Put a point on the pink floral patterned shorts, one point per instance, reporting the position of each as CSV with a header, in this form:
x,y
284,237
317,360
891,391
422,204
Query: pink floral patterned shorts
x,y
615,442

* * * * * * *

Reproduce each of the records above line for line, with no changes.

Put a point on the pink floral patterned shorts, one point per instance, reporting the position of each as CSV with a header, in this form:
x,y
284,237
317,360
891,391
422,204
Query: pink floral patterned shorts
x,y
615,442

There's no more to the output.